## Assigned task
Return each line of the listing that has the word "goose" in it.

## Source data
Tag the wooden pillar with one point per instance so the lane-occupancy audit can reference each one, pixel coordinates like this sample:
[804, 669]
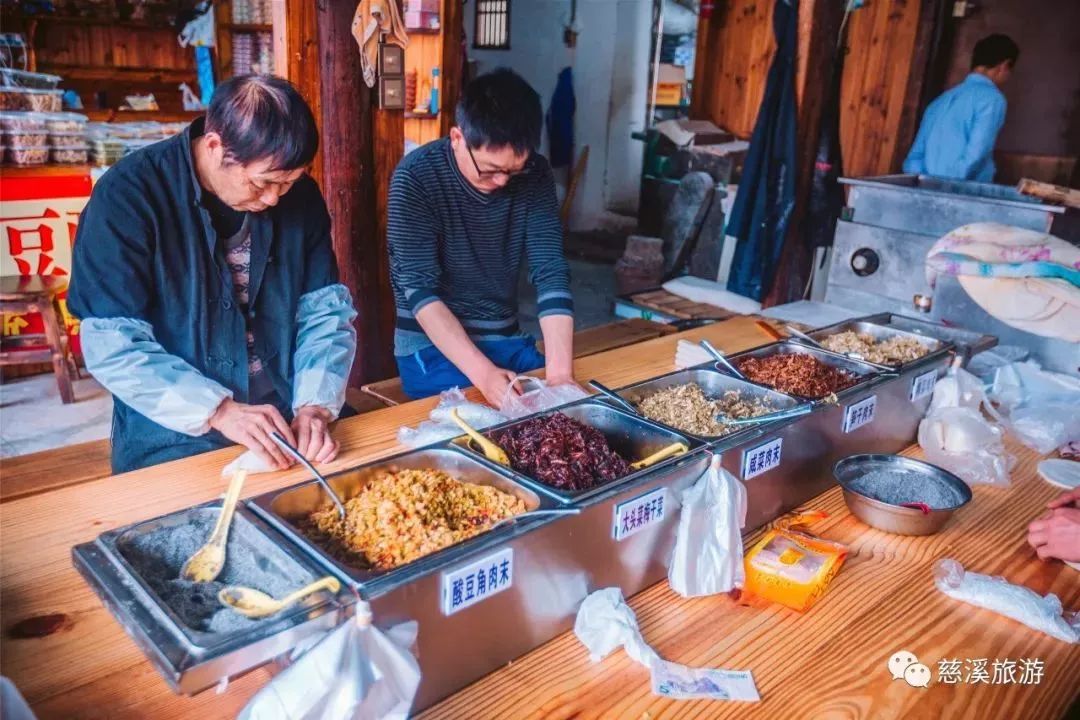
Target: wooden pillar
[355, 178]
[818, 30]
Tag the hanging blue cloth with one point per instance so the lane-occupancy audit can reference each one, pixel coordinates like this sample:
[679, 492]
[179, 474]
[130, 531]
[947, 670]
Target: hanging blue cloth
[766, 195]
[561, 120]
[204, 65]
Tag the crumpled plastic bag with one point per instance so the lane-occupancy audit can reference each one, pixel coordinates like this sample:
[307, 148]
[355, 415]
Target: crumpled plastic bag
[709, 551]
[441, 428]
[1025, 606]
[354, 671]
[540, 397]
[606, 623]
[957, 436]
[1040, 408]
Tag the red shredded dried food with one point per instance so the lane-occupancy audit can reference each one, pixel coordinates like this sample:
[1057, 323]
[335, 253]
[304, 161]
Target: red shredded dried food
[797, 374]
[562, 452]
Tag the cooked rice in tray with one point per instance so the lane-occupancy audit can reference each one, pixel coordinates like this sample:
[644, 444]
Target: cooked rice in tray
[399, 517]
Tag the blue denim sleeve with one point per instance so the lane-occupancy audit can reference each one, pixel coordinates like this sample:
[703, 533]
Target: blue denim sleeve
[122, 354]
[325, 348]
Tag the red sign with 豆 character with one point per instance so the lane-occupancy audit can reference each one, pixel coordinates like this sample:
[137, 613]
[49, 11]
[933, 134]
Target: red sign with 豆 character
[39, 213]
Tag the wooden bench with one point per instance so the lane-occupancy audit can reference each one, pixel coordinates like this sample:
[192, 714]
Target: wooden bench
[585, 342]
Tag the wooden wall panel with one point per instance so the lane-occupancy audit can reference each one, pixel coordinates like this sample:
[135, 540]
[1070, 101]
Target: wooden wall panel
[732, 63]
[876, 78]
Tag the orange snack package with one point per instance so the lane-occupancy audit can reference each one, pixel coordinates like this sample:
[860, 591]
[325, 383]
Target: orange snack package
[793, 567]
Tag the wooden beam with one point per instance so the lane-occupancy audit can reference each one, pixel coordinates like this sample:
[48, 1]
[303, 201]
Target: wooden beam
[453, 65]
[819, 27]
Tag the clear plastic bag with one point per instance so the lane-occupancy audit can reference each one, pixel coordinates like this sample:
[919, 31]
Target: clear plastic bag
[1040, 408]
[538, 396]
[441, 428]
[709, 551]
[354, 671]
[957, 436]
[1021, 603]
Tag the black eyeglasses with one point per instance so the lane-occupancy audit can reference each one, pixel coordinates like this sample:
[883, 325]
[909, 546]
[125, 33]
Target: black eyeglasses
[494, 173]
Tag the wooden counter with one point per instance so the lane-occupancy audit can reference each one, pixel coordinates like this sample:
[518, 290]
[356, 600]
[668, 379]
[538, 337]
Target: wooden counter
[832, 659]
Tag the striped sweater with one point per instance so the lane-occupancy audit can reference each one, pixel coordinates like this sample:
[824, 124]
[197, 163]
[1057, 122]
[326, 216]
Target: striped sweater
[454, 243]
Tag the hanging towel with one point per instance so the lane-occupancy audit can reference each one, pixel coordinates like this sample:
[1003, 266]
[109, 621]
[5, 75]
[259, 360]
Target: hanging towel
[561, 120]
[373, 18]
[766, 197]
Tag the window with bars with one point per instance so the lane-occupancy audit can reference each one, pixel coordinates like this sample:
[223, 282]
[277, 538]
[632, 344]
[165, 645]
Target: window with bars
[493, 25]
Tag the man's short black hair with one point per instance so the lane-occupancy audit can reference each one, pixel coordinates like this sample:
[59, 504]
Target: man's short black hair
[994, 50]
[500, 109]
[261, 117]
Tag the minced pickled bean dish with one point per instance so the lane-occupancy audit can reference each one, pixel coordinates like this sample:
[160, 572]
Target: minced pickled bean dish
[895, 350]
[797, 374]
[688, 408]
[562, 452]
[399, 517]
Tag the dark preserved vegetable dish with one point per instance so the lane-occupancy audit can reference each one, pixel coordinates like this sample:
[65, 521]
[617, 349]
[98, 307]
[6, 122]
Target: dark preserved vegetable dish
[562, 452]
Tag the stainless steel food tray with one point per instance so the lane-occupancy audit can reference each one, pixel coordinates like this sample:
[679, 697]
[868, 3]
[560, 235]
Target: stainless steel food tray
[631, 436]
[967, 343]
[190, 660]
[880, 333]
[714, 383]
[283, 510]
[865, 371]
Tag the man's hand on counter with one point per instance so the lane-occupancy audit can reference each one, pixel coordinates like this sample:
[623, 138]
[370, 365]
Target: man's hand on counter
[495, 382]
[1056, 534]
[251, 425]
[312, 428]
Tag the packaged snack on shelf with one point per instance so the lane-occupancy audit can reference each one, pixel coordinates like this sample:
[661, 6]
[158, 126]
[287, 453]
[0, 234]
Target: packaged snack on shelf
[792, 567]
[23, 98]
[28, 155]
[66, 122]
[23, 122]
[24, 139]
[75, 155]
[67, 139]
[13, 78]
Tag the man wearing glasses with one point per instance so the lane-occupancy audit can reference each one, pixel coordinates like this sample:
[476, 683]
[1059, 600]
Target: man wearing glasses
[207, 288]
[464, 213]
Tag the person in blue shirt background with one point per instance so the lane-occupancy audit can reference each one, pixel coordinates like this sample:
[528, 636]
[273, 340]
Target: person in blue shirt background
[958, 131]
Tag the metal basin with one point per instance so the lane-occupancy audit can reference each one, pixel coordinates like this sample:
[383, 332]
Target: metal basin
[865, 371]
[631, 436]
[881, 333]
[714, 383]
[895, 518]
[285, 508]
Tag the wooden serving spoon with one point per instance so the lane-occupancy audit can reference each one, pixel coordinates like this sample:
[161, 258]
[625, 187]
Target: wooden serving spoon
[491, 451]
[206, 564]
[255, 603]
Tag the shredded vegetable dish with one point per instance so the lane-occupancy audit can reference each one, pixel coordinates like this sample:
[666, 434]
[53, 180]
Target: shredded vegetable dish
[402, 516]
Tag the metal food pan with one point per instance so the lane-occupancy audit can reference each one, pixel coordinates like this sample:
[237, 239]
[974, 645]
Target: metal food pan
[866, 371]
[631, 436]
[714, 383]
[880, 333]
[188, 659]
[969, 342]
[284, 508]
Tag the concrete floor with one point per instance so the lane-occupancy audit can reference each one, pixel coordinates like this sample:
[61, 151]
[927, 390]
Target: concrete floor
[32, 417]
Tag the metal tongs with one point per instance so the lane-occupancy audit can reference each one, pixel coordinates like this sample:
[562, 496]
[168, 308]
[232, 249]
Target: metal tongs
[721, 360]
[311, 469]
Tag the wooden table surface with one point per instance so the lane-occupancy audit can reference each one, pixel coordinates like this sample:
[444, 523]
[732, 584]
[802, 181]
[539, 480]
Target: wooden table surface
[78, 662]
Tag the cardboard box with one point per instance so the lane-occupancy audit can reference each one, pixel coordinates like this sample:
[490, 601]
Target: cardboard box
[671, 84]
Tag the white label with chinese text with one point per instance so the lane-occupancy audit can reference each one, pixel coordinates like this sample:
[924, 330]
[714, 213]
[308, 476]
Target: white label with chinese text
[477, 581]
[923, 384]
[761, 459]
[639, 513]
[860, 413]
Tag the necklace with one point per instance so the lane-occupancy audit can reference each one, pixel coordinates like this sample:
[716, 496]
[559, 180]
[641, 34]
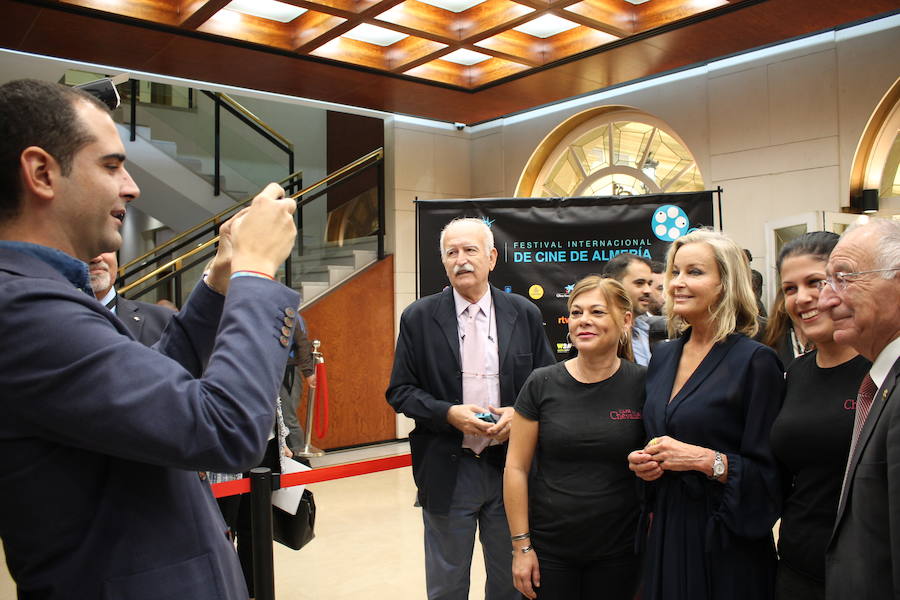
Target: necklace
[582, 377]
==
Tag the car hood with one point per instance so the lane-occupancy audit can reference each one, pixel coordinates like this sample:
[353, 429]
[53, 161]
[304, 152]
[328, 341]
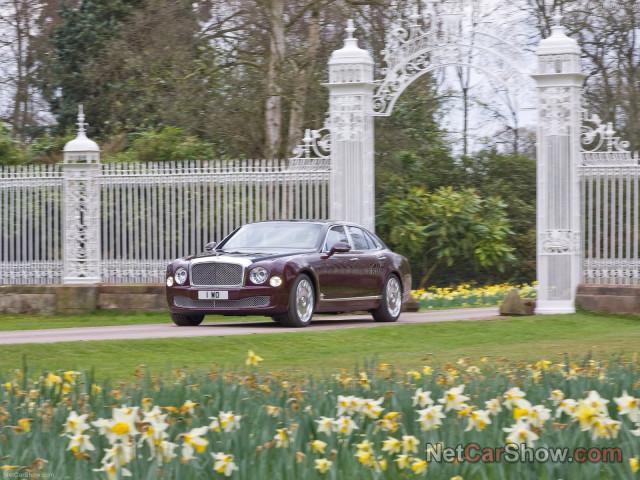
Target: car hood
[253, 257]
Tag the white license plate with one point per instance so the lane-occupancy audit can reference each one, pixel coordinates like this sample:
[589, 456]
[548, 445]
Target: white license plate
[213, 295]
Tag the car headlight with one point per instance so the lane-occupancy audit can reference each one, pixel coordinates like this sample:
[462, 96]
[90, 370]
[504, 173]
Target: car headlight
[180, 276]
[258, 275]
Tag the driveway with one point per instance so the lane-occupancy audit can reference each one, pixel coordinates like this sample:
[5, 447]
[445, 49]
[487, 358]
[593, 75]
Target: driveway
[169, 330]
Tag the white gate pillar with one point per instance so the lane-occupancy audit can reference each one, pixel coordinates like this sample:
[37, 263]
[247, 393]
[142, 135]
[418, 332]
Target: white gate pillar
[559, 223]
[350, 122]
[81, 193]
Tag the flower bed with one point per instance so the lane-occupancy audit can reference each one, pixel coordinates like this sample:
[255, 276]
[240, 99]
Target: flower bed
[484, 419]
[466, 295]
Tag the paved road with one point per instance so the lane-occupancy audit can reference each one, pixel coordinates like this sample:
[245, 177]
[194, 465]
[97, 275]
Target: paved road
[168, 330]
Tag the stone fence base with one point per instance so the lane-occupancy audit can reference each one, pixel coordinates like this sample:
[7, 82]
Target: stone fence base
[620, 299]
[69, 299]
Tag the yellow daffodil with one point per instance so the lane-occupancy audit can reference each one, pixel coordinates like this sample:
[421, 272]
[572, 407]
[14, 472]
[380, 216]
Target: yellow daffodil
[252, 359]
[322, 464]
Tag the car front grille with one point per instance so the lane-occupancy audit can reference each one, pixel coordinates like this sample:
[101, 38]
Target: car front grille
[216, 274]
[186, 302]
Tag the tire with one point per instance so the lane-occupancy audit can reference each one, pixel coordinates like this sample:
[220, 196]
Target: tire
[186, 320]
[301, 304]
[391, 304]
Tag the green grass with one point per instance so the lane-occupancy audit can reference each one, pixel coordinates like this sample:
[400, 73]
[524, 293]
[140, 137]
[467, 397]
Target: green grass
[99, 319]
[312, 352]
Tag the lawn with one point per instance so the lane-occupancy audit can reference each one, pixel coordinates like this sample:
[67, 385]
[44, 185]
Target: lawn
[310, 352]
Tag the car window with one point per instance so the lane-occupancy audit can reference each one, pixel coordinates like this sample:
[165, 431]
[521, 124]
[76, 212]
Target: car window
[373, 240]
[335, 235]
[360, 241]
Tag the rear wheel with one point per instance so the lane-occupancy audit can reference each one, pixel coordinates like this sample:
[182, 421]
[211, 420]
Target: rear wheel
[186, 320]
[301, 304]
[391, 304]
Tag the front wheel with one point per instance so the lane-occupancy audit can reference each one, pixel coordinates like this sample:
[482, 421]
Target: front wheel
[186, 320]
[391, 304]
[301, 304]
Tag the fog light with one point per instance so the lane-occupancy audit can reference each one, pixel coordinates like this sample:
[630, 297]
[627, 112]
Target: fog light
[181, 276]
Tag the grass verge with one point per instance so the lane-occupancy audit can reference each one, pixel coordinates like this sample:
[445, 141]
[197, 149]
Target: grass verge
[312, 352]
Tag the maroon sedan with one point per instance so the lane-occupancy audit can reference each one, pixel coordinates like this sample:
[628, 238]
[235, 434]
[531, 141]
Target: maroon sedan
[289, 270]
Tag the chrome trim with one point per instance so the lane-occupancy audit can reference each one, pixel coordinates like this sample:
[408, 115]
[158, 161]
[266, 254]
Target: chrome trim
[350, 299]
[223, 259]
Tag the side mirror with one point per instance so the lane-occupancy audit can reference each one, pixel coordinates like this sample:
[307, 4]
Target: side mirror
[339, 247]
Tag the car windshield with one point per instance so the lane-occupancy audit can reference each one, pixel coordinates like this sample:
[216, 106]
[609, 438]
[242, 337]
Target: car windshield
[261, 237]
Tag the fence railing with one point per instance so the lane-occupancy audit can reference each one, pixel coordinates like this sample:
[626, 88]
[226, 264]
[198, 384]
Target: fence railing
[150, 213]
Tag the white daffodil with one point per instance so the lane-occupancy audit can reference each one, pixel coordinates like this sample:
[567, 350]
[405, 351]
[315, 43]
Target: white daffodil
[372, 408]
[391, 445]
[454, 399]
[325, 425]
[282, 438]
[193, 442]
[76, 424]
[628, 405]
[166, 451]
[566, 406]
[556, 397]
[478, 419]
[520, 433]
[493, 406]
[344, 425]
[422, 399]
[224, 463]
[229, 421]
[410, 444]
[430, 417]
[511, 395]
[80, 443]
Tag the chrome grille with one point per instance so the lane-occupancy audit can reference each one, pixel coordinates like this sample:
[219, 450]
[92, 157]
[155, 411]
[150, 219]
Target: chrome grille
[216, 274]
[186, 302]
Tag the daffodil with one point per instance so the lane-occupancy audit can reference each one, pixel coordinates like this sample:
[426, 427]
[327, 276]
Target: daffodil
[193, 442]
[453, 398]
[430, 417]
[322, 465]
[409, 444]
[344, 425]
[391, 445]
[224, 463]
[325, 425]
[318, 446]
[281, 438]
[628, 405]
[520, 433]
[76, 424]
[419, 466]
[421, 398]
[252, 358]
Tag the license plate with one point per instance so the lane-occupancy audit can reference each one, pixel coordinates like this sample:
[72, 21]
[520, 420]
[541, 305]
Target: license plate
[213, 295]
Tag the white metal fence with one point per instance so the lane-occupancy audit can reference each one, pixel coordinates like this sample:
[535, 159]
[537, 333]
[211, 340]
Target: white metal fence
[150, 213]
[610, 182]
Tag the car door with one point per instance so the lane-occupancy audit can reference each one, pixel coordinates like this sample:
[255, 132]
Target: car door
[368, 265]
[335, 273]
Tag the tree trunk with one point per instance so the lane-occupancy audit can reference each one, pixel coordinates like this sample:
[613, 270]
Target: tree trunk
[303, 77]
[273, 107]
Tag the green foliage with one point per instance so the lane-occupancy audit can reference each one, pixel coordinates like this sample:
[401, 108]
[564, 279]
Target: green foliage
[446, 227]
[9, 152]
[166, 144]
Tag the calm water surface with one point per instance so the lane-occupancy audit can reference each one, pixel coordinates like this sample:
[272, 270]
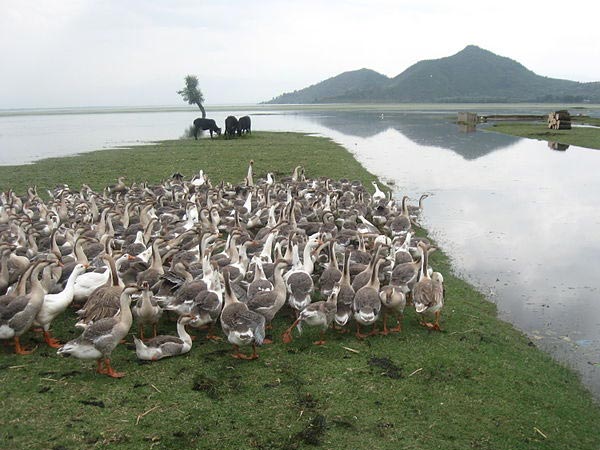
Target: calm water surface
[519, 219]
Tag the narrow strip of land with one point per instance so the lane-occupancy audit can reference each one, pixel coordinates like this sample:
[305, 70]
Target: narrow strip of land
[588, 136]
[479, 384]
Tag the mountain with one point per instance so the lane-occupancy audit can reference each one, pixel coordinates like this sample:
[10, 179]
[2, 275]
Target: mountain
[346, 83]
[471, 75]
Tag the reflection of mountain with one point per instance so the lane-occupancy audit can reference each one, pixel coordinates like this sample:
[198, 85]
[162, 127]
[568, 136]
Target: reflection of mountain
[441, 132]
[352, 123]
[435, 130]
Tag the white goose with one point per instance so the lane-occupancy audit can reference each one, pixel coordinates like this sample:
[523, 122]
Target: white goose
---
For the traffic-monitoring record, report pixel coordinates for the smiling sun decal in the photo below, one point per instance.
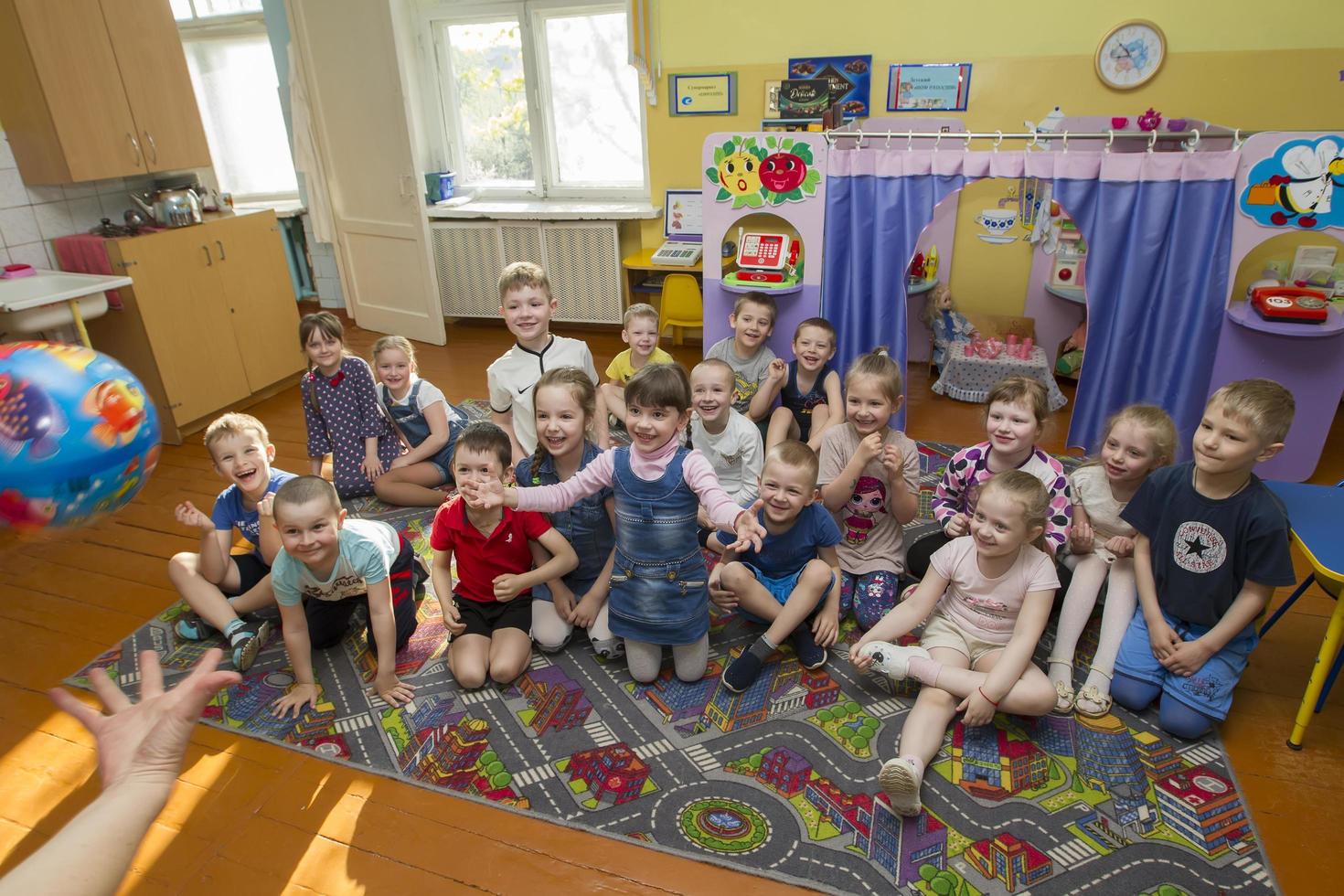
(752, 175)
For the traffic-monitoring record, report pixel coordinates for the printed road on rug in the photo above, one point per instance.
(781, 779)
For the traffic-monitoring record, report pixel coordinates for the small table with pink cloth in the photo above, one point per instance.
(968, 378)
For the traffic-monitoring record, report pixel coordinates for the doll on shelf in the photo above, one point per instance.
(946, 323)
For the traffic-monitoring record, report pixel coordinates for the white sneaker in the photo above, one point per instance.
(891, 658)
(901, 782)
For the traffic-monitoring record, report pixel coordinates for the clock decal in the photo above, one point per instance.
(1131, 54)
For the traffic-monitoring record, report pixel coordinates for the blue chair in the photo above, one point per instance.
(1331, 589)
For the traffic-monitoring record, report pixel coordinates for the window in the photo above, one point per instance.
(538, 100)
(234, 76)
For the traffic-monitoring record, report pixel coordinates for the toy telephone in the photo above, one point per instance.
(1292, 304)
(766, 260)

## Written answer
Tag the white goose with one point per instance so the lane-occupancy audit can reference each one, pixel coordinates like this sample:
Target: white goose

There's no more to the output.